- _The exercise_
Locate "The pointer SHOULD provide one marker per instance of the green" in the listing below, then output the line holding it and every line after it, exactly and with nothing else.

- _Exercise inputs_
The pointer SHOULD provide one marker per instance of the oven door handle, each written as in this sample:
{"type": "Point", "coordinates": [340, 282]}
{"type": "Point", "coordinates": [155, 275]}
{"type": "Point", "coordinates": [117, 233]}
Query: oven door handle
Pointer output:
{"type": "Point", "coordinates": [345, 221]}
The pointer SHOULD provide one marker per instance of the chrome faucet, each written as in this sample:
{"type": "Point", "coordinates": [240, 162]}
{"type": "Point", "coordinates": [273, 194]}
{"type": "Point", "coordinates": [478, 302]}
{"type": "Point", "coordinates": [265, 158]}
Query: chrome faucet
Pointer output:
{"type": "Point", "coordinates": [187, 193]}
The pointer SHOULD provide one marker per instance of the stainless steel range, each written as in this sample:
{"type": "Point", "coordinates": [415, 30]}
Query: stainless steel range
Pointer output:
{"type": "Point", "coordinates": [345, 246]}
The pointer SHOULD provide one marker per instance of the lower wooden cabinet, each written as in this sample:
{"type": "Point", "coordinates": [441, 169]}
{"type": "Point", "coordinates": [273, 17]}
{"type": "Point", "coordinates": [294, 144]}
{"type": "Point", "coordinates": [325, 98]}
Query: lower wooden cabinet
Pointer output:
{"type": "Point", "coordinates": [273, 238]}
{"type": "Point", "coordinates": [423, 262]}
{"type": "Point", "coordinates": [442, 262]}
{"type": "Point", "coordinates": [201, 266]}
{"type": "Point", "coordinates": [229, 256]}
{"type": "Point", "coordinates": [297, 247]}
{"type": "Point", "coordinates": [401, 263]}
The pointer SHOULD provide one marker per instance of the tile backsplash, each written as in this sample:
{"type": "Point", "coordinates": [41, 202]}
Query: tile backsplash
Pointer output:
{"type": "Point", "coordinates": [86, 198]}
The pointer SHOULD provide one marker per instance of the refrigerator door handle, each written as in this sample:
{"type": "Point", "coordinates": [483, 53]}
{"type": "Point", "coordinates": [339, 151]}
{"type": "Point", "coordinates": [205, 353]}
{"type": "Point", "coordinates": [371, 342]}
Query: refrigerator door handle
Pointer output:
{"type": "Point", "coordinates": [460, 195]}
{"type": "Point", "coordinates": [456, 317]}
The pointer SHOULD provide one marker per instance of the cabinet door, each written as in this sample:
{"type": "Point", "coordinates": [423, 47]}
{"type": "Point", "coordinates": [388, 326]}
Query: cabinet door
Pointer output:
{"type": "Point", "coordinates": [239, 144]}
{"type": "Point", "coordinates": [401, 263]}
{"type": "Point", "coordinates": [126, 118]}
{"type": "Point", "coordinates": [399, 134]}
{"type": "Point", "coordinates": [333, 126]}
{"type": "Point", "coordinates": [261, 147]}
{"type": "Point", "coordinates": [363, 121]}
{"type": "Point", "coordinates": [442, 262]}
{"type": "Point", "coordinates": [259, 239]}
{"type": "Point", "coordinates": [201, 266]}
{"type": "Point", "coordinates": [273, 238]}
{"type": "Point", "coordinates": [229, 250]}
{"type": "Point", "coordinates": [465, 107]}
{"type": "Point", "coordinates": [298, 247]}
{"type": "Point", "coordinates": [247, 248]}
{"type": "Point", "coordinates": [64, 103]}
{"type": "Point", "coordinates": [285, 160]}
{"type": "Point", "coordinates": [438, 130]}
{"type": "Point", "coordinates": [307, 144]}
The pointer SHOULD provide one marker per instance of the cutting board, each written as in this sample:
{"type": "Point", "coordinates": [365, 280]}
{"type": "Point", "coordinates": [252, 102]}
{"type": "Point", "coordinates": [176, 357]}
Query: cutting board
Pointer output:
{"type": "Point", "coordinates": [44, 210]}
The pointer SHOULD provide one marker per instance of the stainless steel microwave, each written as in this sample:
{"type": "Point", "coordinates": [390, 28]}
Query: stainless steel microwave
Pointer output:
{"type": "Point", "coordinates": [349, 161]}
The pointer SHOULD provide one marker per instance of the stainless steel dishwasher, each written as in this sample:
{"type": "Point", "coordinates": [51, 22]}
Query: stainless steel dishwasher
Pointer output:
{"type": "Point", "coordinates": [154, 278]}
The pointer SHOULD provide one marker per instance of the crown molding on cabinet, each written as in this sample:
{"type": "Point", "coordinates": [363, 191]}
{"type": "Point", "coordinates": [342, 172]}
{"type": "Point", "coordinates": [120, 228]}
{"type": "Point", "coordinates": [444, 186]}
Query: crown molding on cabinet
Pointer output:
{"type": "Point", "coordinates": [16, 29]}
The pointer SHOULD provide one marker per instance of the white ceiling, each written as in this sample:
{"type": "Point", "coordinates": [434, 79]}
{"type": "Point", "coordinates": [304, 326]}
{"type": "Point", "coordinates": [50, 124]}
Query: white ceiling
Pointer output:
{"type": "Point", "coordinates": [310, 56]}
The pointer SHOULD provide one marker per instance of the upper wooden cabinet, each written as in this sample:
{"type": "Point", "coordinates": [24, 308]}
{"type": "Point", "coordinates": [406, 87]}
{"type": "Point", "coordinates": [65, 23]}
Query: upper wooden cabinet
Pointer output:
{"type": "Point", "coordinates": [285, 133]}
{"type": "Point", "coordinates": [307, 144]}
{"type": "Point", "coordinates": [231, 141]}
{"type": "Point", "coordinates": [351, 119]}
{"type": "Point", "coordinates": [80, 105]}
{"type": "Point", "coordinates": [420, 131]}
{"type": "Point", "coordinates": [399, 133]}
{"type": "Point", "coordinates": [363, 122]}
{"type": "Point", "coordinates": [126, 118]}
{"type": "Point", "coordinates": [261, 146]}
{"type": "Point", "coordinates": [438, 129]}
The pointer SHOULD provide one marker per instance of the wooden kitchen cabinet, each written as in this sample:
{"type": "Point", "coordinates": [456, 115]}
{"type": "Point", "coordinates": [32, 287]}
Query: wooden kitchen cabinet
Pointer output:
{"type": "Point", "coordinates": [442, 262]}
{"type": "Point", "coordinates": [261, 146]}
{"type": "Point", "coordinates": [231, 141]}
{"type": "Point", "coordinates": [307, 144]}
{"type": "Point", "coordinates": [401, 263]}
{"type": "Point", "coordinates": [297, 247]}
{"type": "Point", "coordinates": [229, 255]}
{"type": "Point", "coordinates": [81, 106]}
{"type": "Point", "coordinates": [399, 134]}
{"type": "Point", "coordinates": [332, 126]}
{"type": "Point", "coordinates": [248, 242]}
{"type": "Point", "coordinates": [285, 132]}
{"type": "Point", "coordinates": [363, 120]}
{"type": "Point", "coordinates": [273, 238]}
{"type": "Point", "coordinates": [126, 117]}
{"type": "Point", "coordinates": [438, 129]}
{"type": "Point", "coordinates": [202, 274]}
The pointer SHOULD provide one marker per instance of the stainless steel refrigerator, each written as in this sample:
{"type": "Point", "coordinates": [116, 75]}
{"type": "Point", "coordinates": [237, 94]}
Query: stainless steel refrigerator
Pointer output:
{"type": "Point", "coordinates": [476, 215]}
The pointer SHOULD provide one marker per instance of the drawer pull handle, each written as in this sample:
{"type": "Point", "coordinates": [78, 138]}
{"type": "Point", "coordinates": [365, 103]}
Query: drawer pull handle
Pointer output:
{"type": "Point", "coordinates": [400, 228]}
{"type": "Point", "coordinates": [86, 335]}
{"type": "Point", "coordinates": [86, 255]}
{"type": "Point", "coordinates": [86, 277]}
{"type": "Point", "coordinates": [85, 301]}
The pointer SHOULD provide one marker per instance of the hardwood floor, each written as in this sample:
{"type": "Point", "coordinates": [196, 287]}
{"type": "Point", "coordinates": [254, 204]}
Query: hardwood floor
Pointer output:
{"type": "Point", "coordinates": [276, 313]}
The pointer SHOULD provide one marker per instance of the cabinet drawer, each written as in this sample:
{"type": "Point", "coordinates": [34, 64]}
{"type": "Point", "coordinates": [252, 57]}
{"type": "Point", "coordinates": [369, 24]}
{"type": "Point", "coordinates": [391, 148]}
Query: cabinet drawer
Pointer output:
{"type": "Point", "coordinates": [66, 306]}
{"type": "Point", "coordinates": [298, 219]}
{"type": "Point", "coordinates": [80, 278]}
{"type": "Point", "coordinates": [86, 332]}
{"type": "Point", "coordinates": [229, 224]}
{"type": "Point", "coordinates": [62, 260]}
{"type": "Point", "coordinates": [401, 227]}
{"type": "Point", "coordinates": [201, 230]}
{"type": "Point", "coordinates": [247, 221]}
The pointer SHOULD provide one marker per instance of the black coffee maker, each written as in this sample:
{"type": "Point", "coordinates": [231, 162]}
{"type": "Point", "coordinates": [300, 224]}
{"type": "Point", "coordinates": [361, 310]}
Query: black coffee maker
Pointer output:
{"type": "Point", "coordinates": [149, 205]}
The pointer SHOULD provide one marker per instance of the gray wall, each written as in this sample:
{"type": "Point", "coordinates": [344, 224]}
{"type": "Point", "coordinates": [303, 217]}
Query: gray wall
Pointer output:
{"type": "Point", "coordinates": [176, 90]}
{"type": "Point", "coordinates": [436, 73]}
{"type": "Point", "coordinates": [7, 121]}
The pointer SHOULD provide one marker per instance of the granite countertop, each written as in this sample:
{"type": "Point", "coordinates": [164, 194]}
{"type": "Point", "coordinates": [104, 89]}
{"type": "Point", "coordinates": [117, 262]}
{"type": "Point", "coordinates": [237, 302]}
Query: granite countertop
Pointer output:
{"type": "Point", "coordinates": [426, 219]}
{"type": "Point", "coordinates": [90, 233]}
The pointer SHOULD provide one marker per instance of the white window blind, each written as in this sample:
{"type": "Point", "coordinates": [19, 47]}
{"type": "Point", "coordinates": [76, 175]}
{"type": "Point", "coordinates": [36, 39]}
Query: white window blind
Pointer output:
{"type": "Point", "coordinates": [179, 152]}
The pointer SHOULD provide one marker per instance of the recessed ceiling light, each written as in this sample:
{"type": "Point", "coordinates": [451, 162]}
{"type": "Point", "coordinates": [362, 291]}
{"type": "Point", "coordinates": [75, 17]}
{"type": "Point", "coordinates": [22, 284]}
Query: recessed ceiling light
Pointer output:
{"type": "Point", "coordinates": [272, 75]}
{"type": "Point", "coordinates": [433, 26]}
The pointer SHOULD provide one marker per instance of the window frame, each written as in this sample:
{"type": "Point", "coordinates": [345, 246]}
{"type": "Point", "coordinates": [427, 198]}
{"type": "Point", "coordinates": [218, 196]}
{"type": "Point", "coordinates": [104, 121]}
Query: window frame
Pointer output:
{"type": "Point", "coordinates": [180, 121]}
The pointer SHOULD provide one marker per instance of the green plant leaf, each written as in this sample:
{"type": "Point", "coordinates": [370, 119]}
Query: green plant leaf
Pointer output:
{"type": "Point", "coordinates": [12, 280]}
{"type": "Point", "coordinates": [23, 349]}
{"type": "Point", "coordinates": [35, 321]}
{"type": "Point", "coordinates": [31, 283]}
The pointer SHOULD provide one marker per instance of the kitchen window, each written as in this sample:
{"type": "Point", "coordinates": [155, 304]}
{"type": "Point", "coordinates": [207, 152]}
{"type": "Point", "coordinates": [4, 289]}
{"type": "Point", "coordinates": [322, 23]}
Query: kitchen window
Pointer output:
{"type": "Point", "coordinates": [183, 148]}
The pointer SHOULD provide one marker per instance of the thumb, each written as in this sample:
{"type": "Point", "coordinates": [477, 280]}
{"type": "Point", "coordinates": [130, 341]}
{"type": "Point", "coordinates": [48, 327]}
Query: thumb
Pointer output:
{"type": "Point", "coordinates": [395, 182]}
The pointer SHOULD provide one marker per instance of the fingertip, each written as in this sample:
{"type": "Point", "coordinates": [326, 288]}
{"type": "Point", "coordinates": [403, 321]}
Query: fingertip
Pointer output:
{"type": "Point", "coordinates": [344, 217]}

- _Result_
The pointer SHOULD provide one marker per instance of the green plant leaf, each written as in this sample:
{"type": "Point", "coordinates": [370, 119]}
Query: green plant leaf
Pointer output:
{"type": "Point", "coordinates": [12, 280]}
{"type": "Point", "coordinates": [23, 349]}
{"type": "Point", "coordinates": [35, 321]}
{"type": "Point", "coordinates": [31, 283]}
The pointer SHOULD provide one marker per instance of the kitchen window, each written as in this sample:
{"type": "Point", "coordinates": [155, 304]}
{"type": "Point", "coordinates": [207, 152]}
{"type": "Point", "coordinates": [4, 289]}
{"type": "Point", "coordinates": [322, 23]}
Query: kitchen window
Pointer output:
{"type": "Point", "coordinates": [183, 148]}
The pointer SHOULD provide one marker per instance of the thumb, each written as in this sample:
{"type": "Point", "coordinates": [477, 280]}
{"type": "Point", "coordinates": [130, 341]}
{"type": "Point", "coordinates": [48, 327]}
Query: thumb
Pointer output:
{"type": "Point", "coordinates": [395, 182]}
The pointer SHOULD provide one marker per instance of the fingertip, each written as in this sample:
{"type": "Point", "coordinates": [326, 288]}
{"type": "Point", "coordinates": [403, 321]}
Query: fingertip
Pointer output:
{"type": "Point", "coordinates": [344, 217]}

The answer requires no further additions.